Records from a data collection
╔══

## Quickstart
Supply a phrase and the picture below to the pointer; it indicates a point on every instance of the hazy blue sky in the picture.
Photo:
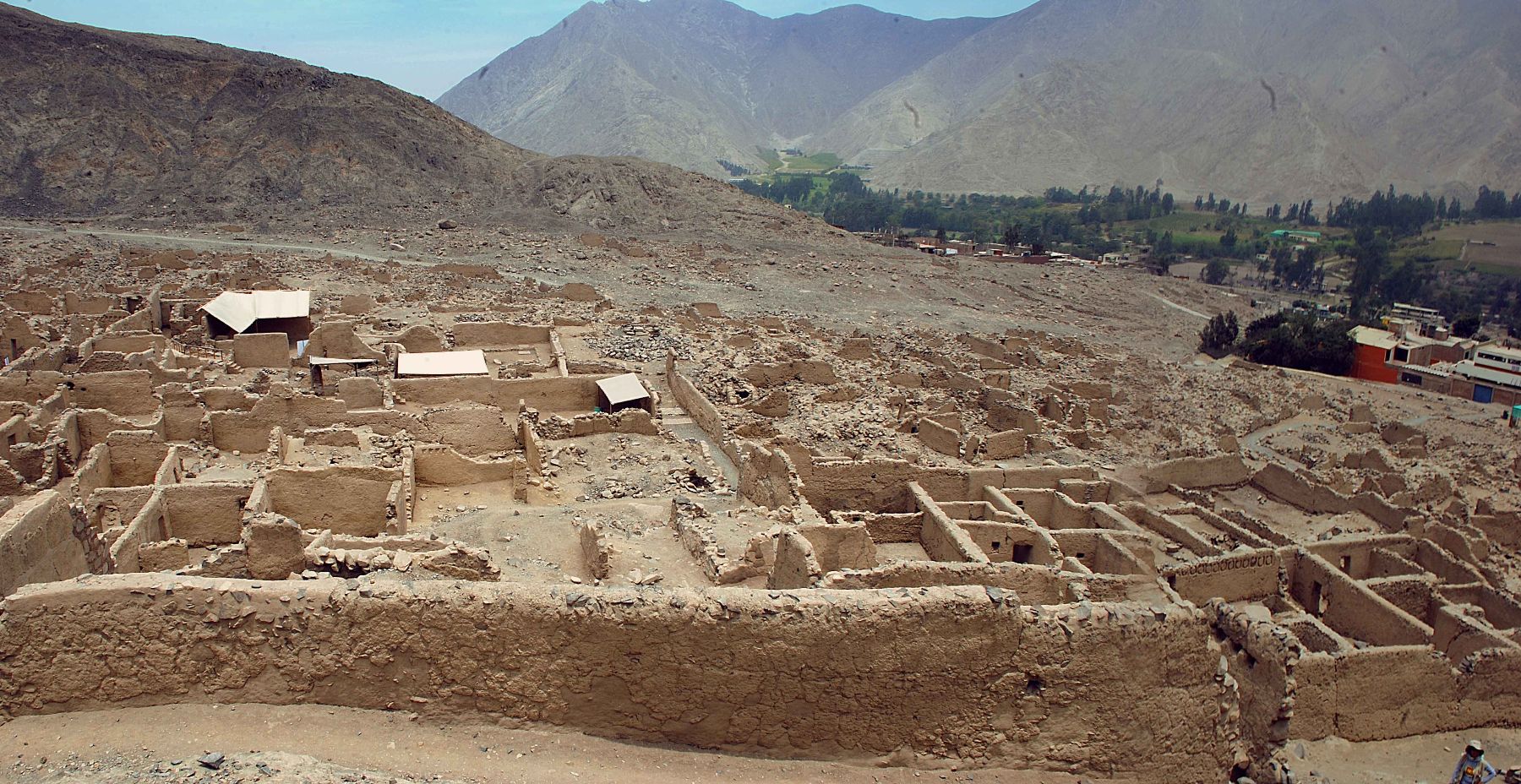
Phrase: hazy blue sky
(422, 46)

╚══

Write the records above out again word for word, skipping each picture.

Solution:
## Quickstart
Supply a phrase and the picture below to the pointer; it indicates a point on every instance of the hazy blue sky in the picture.
Photo:
Phrase: hazy blue sky
(422, 46)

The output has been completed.